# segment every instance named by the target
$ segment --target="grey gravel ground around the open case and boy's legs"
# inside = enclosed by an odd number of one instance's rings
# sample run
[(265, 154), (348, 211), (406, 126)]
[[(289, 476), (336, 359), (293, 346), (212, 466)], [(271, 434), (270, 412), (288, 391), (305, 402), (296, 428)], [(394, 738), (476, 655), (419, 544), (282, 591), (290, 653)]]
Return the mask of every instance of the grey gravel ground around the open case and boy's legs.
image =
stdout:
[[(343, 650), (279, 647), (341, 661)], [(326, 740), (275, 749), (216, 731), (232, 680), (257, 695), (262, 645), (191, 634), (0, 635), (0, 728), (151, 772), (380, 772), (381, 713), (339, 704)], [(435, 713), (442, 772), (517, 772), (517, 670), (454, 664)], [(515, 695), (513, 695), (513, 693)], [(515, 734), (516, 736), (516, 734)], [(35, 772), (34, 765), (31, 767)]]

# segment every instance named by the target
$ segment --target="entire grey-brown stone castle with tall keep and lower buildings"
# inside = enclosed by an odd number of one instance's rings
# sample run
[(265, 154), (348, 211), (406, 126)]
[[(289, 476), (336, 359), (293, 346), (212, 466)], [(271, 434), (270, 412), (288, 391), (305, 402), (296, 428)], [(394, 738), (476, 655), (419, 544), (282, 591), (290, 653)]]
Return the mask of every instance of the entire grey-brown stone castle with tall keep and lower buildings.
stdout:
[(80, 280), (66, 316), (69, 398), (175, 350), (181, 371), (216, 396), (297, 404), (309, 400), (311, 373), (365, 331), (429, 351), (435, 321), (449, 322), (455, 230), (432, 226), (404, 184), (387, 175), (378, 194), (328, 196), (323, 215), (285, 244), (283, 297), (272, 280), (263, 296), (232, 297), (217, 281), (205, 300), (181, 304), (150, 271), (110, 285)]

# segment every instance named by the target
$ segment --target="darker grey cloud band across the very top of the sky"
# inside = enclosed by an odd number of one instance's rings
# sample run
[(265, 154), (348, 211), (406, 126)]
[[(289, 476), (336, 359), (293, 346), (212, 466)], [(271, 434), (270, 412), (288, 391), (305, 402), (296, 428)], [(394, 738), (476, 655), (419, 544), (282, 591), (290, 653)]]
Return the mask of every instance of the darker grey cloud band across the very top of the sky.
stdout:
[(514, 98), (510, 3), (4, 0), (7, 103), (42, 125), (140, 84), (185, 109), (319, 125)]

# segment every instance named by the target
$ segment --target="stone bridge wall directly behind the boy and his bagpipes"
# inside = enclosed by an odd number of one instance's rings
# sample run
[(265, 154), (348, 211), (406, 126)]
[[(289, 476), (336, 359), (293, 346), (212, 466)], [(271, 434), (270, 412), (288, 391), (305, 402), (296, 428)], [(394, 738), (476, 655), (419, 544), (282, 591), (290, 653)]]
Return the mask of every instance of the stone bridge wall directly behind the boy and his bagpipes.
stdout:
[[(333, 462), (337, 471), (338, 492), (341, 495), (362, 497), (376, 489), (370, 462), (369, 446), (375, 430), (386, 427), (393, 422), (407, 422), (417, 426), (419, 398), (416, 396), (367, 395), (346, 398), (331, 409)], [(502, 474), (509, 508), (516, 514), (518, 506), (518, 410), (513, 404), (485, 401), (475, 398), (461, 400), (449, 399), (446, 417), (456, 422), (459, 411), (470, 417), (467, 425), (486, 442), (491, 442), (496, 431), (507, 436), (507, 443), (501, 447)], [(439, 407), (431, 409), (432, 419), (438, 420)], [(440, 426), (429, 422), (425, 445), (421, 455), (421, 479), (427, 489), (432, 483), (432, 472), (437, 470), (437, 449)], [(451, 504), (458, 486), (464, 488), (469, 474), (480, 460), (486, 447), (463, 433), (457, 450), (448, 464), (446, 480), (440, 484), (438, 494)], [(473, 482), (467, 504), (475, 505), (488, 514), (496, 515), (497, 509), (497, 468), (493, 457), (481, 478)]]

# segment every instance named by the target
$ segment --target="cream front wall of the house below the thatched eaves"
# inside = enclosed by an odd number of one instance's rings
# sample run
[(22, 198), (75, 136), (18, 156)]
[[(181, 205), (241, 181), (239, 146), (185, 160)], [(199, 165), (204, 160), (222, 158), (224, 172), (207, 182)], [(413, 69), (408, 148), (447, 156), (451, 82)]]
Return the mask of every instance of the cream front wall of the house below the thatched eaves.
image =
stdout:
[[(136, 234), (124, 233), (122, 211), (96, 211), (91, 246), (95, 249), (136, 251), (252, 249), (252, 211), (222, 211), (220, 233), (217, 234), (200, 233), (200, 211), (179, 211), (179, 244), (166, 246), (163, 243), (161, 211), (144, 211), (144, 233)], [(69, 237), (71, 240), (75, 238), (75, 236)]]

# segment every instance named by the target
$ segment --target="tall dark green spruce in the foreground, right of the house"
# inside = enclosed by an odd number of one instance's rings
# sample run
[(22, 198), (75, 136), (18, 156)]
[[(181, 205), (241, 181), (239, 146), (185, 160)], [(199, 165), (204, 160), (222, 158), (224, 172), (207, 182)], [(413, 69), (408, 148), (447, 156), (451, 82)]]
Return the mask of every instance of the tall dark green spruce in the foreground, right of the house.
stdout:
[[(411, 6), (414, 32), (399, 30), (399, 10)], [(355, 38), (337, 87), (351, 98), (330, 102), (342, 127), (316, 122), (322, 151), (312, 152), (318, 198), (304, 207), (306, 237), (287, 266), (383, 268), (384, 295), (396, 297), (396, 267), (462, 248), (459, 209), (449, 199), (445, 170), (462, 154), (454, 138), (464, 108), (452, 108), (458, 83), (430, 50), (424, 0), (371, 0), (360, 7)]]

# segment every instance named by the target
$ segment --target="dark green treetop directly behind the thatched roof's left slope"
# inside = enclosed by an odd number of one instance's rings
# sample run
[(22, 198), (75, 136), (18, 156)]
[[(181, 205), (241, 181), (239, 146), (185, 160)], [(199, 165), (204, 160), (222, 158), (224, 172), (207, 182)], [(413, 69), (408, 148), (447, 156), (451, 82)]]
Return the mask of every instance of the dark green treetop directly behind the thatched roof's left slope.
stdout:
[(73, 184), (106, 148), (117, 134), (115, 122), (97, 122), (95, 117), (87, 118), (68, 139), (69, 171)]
* * *
**What to produce**
Produce the records once again, exactly as they stand above.

**Your response**
# segment every instance named by the target
$ segment --target="grey gravel ground around the open case and boy's legs"
# inside = enclosed by an odd number of one instance's rings
# sample run
[(265, 154), (348, 211), (406, 126)]
[[(289, 476), (336, 359), (293, 346), (212, 466)], [(271, 434), (270, 412), (288, 391), (305, 402), (296, 428)], [(394, 738), (476, 655), (419, 544), (282, 591), (290, 653)]]
Return the mask of every instance of the grey gravel ground around the open case and boy's legs.
image =
stdout:
[[(343, 650), (279, 647), (341, 661)], [(326, 740), (275, 749), (216, 731), (232, 680), (257, 695), (262, 645), (191, 634), (0, 635), (0, 728), (151, 772), (380, 772), (381, 713), (339, 704)], [(435, 713), (442, 772), (517, 772), (517, 670), (454, 664)], [(515, 695), (513, 695), (513, 693)], [(515, 734), (516, 736), (516, 734)], [(35, 772), (34, 765), (31, 767)]]

# segment every instance named by the target
$ segment --target="entire grey-brown stone castle with tall keep and lower buildings"
# inside = enclosed by an odd number of one instance's rings
# sample run
[(265, 154), (348, 211), (406, 126)]
[[(289, 476), (336, 359), (293, 346), (212, 466)], [(271, 434), (270, 412), (288, 391), (305, 402), (296, 428)], [(394, 738), (476, 655), (419, 544), (282, 591), (290, 653)]]
Return the mask of every instance of the entire grey-brown stone castle with tall keep and lower buildings.
stdout:
[(80, 280), (66, 316), (69, 398), (175, 350), (181, 371), (216, 396), (297, 404), (309, 400), (311, 373), (365, 331), (429, 351), (435, 321), (449, 322), (455, 230), (432, 226), (404, 184), (387, 175), (378, 194), (328, 196), (323, 215), (285, 244), (283, 297), (272, 280), (263, 296), (232, 297), (217, 281), (205, 300), (181, 304), (150, 271), (110, 285)]

# segment every instance named by the target
$ segment --target="darker grey cloud band across the very top of the sky"
# inside = enclosed by an odd number of one instance's rings
# sample run
[(265, 154), (348, 211), (406, 126)]
[[(289, 476), (336, 359), (293, 346), (212, 466)], [(271, 434), (270, 412), (288, 391), (305, 402), (296, 428)], [(394, 738), (476, 655), (419, 544), (282, 591), (290, 653)]]
Return the mask of every instance of the darker grey cloud band across the very top of the sky.
stdout:
[(514, 98), (510, 3), (4, 0), (7, 103), (42, 125), (140, 84), (185, 109), (319, 125)]

# segment every instance named by the target
$ segment --target="stone bridge wall directly behind the boy and his bagpipes"
# inside = enclosed by an odd number of one instance's rings
# sample run
[(265, 154), (348, 211), (406, 126)]
[[(289, 476), (336, 359), (293, 346), (212, 466)], [(271, 434), (270, 412), (288, 391), (305, 402), (296, 428)], [(394, 738), (476, 655), (419, 544), (282, 591), (290, 653)]]
Return the mask of every instance of the stone bridge wall directly behind the boy and his bagpipes.
stdout:
[[(333, 462), (337, 471), (338, 492), (341, 495), (362, 497), (376, 489), (370, 462), (369, 446), (375, 430), (386, 427), (393, 422), (407, 422), (417, 426), (419, 398), (416, 396), (367, 395), (346, 398), (331, 409)], [(502, 474), (509, 508), (516, 514), (518, 506), (518, 410), (513, 404), (485, 401), (475, 398), (461, 400), (449, 399), (446, 417), (456, 422), (459, 411), (470, 417), (467, 425), (486, 442), (491, 442), (496, 431), (507, 436), (507, 443), (501, 447)], [(439, 407), (431, 409), (432, 419), (438, 420)], [(440, 426), (429, 422), (425, 445), (421, 455), (421, 479), (427, 489), (432, 483), (432, 472), (437, 470), (437, 449)], [(451, 504), (458, 486), (464, 488), (469, 474), (480, 460), (486, 447), (463, 433), (457, 450), (448, 464), (446, 480), (440, 484), (438, 494)], [(473, 482), (467, 504), (475, 505), (488, 514), (496, 515), (497, 509), (497, 468), (493, 457), (481, 478)]]

# segment every instance named by the target
$ segment --target="cream front wall of the house below the thatched eaves"
# inside = enclosed by an odd number of one instance's rings
# sample run
[(22, 198), (75, 136), (18, 156)]
[[(181, 205), (241, 181), (239, 146), (185, 160)], [(199, 165), (204, 160), (222, 158), (224, 172), (207, 182)], [(413, 69), (408, 148), (447, 156), (451, 82)]]
Return the mask of every instance of the cream front wall of the house below the thatched eaves.
image =
stdout:
[[(136, 234), (124, 233), (122, 211), (96, 211), (91, 246), (95, 249), (136, 251), (252, 249), (252, 211), (222, 211), (220, 233), (217, 234), (200, 233), (200, 211), (179, 211), (179, 244), (166, 246), (163, 243), (161, 211), (144, 211), (144, 233)], [(69, 237), (71, 240), (75, 238), (75, 236)]]

# segment every instance named by the target
$ segment --target="tall dark green spruce in the foreground, right of the house"
# inside = enclosed by an odd number of one instance's rings
# sample run
[(22, 198), (75, 136), (18, 156)]
[[(181, 205), (241, 181), (239, 146), (185, 160)], [(199, 165), (204, 160), (222, 158), (224, 172), (207, 182)], [(413, 69), (408, 148), (447, 156), (451, 82)]]
Return the mask of every instance of the tall dark green spruce in the foreground, right of the house.
stdout:
[[(411, 6), (414, 32), (399, 30), (399, 10)], [(355, 38), (337, 87), (351, 98), (330, 102), (342, 127), (316, 122), (322, 151), (312, 152), (318, 198), (304, 207), (306, 237), (287, 266), (383, 268), (384, 295), (396, 297), (396, 267), (462, 248), (459, 209), (449, 199), (445, 170), (462, 154), (454, 138), (464, 108), (452, 108), (458, 83), (430, 50), (424, 0), (371, 0), (360, 7)]]

# segment every instance named by the target
$ segment --target="dark green treetop directly behind the thatched roof's left slope"
# inside = enclosed by an odd number of one instance's rings
# sample run
[(22, 198), (75, 136), (18, 156)]
[[(181, 205), (241, 181), (239, 146), (185, 160)], [(199, 165), (204, 160), (222, 158), (224, 172), (207, 182)], [(413, 69), (408, 148), (447, 156), (451, 82)]]
Return the mask of every instance of the dark green treetop directly behind the thatched roof's left slope.
stdout:
[(73, 184), (106, 148), (117, 134), (115, 122), (97, 122), (95, 117), (87, 118), (68, 139), (69, 171)]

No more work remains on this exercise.